◆ Parti dell'esercizio ◆
a: Ricopia alla lettera, dal brano sul viaggio a Santa Tecla, tutto ciò che va da "Per tornare alla" giù fino a "me lo meritavo.".
b: Scrivi il seguito del racconto del viaggio a Santa Tecla, riprendendo subito dopo la sua ultima frase.

◆ Brano ◆
======
LA VOLONTà DI ANDARE



Partendo da Tarso sono arrivata a una città che si trova sul mare, ancora in Cilicia, chiamata Pompeiopoli. Entrata poi nel territorio dell’Isauria, feci tappa in una città che è chiamata Corico, e il terzo giorno sono arrivata in una città che si chiama Seleucia di Isauria. Giunta lì, sono andata dal vescovo, veramente santo e antico monaco; vidi anche in quella città una chiesa molto bella. E poiché da lì a Santa Tecla, luogo che si trova oltre la città, su un altopiano in collina, c’erano circa millecinquecento passi, preferii dirigermi là, per fare lì la tappa che avevo intenzione di fare. In quel luogo, nei pressi della santa chiesa, non c’era niente altro se non monasteri innumerevoli di uomini e di donne. E vi trovai una mia amica carissima, alla quale in Oriente tutti rendevano testimonianza per la sua vita, la santa diaconessa Marthana, che avevo conosciuta a Gerusalemme, dove si era recata per pregare; essa dirigeva dei monasteri di apotattiti e di vergini. Quando mi vide, quale poté essere la gioia sua e mia, sono forse in grado di descriverlo?

Per tornare alla mia descrizione, ci sono moltissimi monasteri sulla collina e, al centro, un muro molto grande che circonda la chiesa, nella quale si trova il santuario della martire. Ed è anch’esso molto bello. Il muro è destinato a proteggere la chiesa a causa degli Isauri, dato che sono molto malvagi e spesso si danno al brigantaggio, perché non tentino di fare qualcosa contro il monastero, che è lì per svolgere il suo servizio. Giunta in quel luogo in nome del Signore, fatta una preghiera presso il santuario, letti anche tutti gli Atti di santa Tecla, resi infinite grazie a Cristo Dio nostro, che si degnò di esaudire in tutto i desideri a me indegna e che non me lo meritavo.
======
◆ Materiale di partenza ◆

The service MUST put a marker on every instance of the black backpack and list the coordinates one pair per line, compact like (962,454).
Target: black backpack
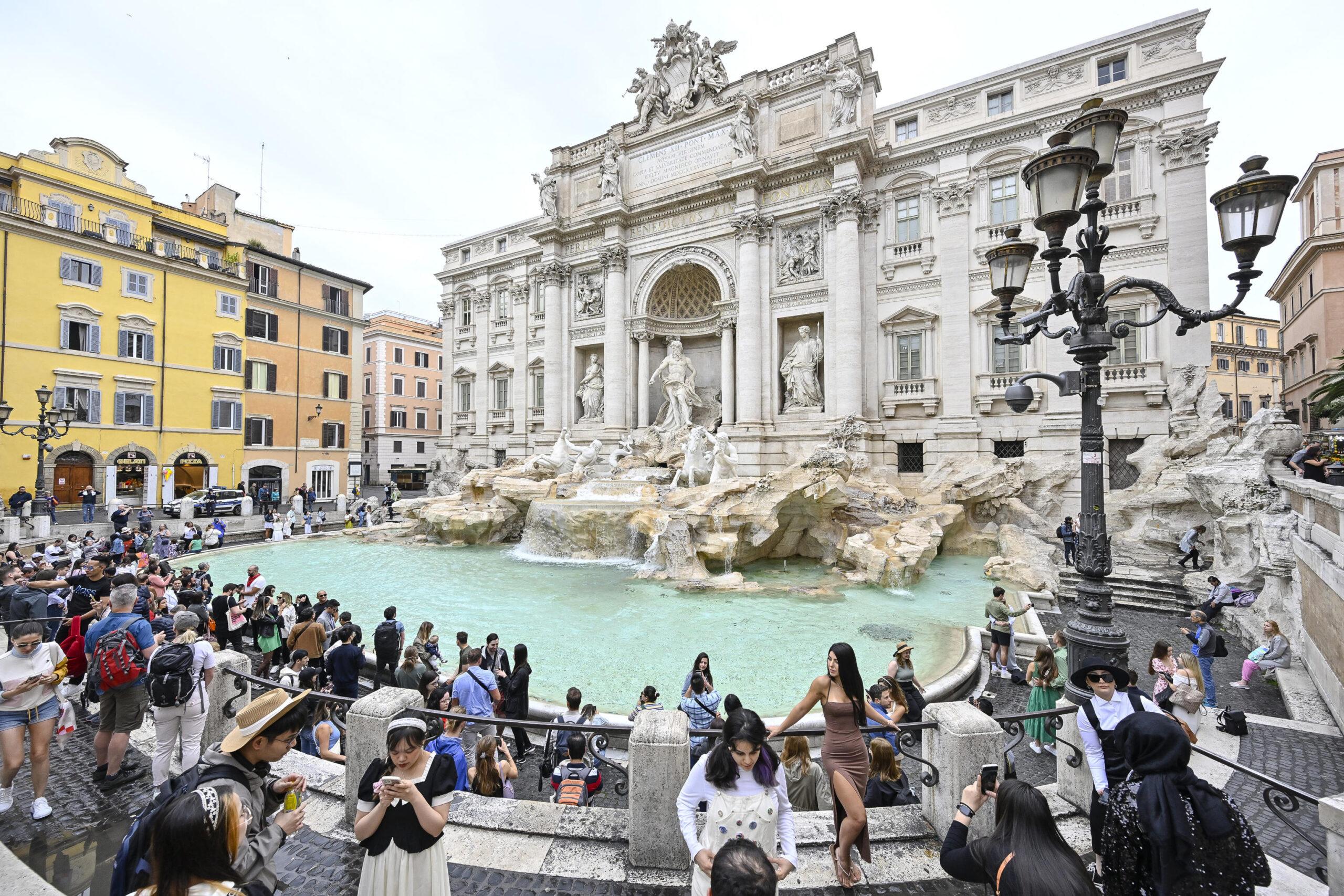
======
◆ Risposte ◆
a:
Per tornare alla mia descrizione, ci sono moltissimi monasteri sulla collina e, al centro, un muro molto grande che circonda la chiesa, nella quale si trova il santuario della martire. Ed è anch’esso molto bello. Il muro è destinato a proteggere la chiesa a causa degli Isauri, dato che sono molto malvagi e spesso si danno al brigantaggio, perché non tentino di fare qualcosa contro il monastero, che è lì per svolgere il suo servizio. Giunta in quel luogo in nome del Signore, fatta una preghiera presso il santuario, letti anche tutti gli Atti di santa Tecla, resi infinite grazie a Cristo Dio nostro, che si degnò di esaudire in tutto i desideri a me indegna e che non me lo meritavo.

b:
Così dunque, passati lì due giorni, visti anche i santi monaci o apotattiti, sia uomini sia donne, che si trovavano lì, fatta una preghiera e la comunione, tornai a Tarso a riprendere il mio viaggio. Da lì, fatta una sosta di tre giorni, in nome di Dio partii per la mia strada. Nello stesso giorno giunsi alla tappa che si chiama Mansocrenas, che è sotto il monte Tauro e mi ci fermai.

Da lì l’indomani, salendo sul monte Tauro e percorrendo un itinerario già noto attraverso le singole province che avevo attraversato all’andata, cioè Cappadocia, Galazia e Bitinia, giunsi a Calcedonia dove, a causa del famosissimo santuario di santa Eufemia, a me già noto da tempo e che si trova lì, mi fermai. Poi, il giorno seguente, passando il mare, giunsi a Costantinopoli, rendendo grazie a Cristo, nostro Dio, perché a me indegna e immeritevole si era degnato di accordare una così grande grazia: si era degnato di concedere non solo la volontà di andare, ma anche la possibilità di viaggiare per i luoghi che desideravo, e di ritornare di nuovo a Costantinopoli. Quando vi arrivai, in tutte le chiese, in tutti i santuari dedicati agli Apostoli ed anche in tutti i santuari dedicati ai martiri, che lì sono numerosissimi, non cessavo di rendere grazie a Gesù, Dio nostro, che si era degnato di accordarmi la sua misericordia fino a questo punto.

Da questo luogo, o signore, mia luce, mentre scrivevo queste cose per spedirle alla vostra dilezione,  già avevo il proposito, in nome di Cristo nostro Dio, di andare in Asia, ossia ad Efeso, per vedere il santuario del santo e per pregarvi. Se dopo questa impresa sarò ancora viva, se potrò conoscere altri luoghi, o io stessa di persona, nel caso che  Dio si degni di concedermelo, lo racconterò al Vostro affetto, oppure certamente, se avrò in animo un altro progetto, ve ne informerò per scritto.

Voi, mie signore, mia luce, degnatevi di ricordarvi di me, che io sia ancora nel mio corpo, oppure ne sia ormai fuori.







A cura di Milva Cappellini.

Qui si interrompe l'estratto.